* [Records for this exercise]
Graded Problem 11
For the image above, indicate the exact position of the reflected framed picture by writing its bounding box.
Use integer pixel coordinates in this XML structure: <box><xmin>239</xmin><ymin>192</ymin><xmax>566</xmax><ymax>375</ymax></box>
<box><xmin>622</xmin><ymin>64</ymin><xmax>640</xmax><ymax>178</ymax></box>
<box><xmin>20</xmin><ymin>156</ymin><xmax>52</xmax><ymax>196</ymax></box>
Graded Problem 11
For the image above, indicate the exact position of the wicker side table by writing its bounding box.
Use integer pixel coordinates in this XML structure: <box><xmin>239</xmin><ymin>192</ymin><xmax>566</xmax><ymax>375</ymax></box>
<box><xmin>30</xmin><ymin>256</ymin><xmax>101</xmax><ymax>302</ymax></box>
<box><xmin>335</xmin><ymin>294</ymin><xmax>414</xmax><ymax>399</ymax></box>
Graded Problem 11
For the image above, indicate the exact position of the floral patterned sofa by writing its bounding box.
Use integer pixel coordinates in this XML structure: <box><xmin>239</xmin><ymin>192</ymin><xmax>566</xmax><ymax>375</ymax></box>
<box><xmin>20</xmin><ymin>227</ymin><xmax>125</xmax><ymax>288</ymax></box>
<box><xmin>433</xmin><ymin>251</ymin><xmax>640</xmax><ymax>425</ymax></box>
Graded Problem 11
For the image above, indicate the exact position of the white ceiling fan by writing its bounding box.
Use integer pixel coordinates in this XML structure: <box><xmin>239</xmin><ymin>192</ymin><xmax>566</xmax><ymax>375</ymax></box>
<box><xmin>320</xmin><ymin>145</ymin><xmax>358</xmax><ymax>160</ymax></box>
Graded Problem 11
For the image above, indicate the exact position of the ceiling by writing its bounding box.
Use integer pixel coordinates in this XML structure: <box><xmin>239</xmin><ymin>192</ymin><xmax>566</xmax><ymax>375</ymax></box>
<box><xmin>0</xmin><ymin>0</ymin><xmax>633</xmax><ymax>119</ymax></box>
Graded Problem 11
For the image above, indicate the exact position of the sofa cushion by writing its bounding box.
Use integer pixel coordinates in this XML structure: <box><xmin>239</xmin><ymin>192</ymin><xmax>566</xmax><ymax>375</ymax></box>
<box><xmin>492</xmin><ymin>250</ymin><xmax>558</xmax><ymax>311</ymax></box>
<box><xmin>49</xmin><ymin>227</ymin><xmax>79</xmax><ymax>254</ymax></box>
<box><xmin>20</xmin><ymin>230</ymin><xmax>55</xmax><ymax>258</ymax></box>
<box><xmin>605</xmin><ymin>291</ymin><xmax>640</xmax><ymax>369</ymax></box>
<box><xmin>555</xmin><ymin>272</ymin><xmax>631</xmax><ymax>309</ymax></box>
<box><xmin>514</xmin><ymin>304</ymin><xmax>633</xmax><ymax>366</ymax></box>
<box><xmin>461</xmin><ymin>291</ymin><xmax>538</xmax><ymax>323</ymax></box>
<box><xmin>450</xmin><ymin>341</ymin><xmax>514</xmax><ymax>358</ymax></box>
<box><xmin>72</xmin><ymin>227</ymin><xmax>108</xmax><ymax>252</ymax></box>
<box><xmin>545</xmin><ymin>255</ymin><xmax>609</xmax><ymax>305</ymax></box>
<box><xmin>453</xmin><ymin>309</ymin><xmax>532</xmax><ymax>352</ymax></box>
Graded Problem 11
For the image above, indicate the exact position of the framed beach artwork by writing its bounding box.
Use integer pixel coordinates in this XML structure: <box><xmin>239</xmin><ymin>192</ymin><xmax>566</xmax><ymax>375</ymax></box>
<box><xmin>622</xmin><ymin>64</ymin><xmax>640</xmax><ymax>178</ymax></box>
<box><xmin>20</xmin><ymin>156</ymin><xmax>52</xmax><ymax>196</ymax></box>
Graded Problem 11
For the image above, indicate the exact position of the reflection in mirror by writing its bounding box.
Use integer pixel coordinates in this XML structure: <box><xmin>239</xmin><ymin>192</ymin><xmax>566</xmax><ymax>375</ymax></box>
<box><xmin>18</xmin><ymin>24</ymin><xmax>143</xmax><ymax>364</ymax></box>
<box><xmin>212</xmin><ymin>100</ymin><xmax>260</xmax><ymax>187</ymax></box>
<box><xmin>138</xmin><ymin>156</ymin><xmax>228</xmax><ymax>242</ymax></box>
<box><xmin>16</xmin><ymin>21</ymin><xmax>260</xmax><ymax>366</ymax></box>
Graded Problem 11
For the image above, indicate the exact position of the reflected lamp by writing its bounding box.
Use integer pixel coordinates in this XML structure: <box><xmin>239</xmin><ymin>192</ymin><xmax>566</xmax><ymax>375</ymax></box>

* [Instructions to follow]
Transcribe every record above word for word.

* [Result]
Graded Problem 11
For the image above, indicate the exact position of the reflected framed picture by writing its bounding box.
Use integer pixel coordinates in this XML structure: <box><xmin>239</xmin><ymin>192</ymin><xmax>566</xmax><ymax>375</ymax></box>
<box><xmin>622</xmin><ymin>64</ymin><xmax>640</xmax><ymax>178</ymax></box>
<box><xmin>20</xmin><ymin>156</ymin><xmax>52</xmax><ymax>196</ymax></box>
Graded Problem 11
For the image above, indicate the exact position of the wicker side table by writing its bounding box.
Use integer pixel coordinates in this XML structure: <box><xmin>239</xmin><ymin>192</ymin><xmax>566</xmax><ymax>375</ymax></box>
<box><xmin>30</xmin><ymin>256</ymin><xmax>101</xmax><ymax>302</ymax></box>
<box><xmin>335</xmin><ymin>294</ymin><xmax>414</xmax><ymax>399</ymax></box>
Graded Problem 11
For the image above, indicate the exact position of the floral patterned sofa by writing its bounding box.
Use integer pixel coordinates in this XML structure: <box><xmin>239</xmin><ymin>192</ymin><xmax>566</xmax><ymax>375</ymax></box>
<box><xmin>20</xmin><ymin>227</ymin><xmax>125</xmax><ymax>288</ymax></box>
<box><xmin>433</xmin><ymin>251</ymin><xmax>640</xmax><ymax>425</ymax></box>
Graded Problem 11
For the image above, indicate the exact position of the white ceiling fan by writing its bounding box.
Use integer pixel coordinates in this XML structure: <box><xmin>239</xmin><ymin>192</ymin><xmax>566</xmax><ymax>375</ymax></box>
<box><xmin>320</xmin><ymin>145</ymin><xmax>358</xmax><ymax>160</ymax></box>
Graded Problem 11
For the image above, indicate the exact position of the ceiling by writing its bounding box.
Use integer pixel coordinates in this XML structure: <box><xmin>239</xmin><ymin>192</ymin><xmax>566</xmax><ymax>375</ymax></box>
<box><xmin>0</xmin><ymin>0</ymin><xmax>633</xmax><ymax>119</ymax></box>
Graded Problem 11
For the image above, indicate the exact position of the sofa cushion by writing its bounding box.
Use integer pixel coordinates in this XML structure: <box><xmin>239</xmin><ymin>192</ymin><xmax>566</xmax><ymax>375</ymax></box>
<box><xmin>492</xmin><ymin>250</ymin><xmax>558</xmax><ymax>311</ymax></box>
<box><xmin>49</xmin><ymin>227</ymin><xmax>79</xmax><ymax>254</ymax></box>
<box><xmin>20</xmin><ymin>230</ymin><xmax>55</xmax><ymax>258</ymax></box>
<box><xmin>605</xmin><ymin>291</ymin><xmax>640</xmax><ymax>369</ymax></box>
<box><xmin>555</xmin><ymin>272</ymin><xmax>631</xmax><ymax>309</ymax></box>
<box><xmin>514</xmin><ymin>304</ymin><xmax>633</xmax><ymax>366</ymax></box>
<box><xmin>461</xmin><ymin>291</ymin><xmax>538</xmax><ymax>323</ymax></box>
<box><xmin>450</xmin><ymin>341</ymin><xmax>514</xmax><ymax>358</ymax></box>
<box><xmin>72</xmin><ymin>227</ymin><xmax>108</xmax><ymax>252</ymax></box>
<box><xmin>545</xmin><ymin>255</ymin><xmax>609</xmax><ymax>305</ymax></box>
<box><xmin>453</xmin><ymin>309</ymin><xmax>532</xmax><ymax>352</ymax></box>
Graded Problem 11
For the image above, indicate the exact position of the framed beach artwork by writing its bounding box.
Use integer pixel coordinates in this XML structure: <box><xmin>239</xmin><ymin>192</ymin><xmax>566</xmax><ymax>375</ymax></box>
<box><xmin>622</xmin><ymin>64</ymin><xmax>640</xmax><ymax>178</ymax></box>
<box><xmin>20</xmin><ymin>156</ymin><xmax>52</xmax><ymax>196</ymax></box>
Graded Problem 11
For the image above, indicate the exact position of the reflection in mirror by writing its bounding box.
Use integer pixel coordinates in this XML structure: <box><xmin>239</xmin><ymin>192</ymin><xmax>566</xmax><ymax>375</ymax></box>
<box><xmin>18</xmin><ymin>24</ymin><xmax>143</xmax><ymax>364</ymax></box>
<box><xmin>212</xmin><ymin>100</ymin><xmax>260</xmax><ymax>187</ymax></box>
<box><xmin>138</xmin><ymin>156</ymin><xmax>228</xmax><ymax>242</ymax></box>
<box><xmin>16</xmin><ymin>21</ymin><xmax>260</xmax><ymax>366</ymax></box>
Graded Problem 11
For the image above, indicate the exact position of the reflected lamp by writing its bounding box.
Use integer pixel coordinates in this XML structure: <box><xmin>239</xmin><ymin>192</ymin><xmax>566</xmax><ymax>375</ymax></box>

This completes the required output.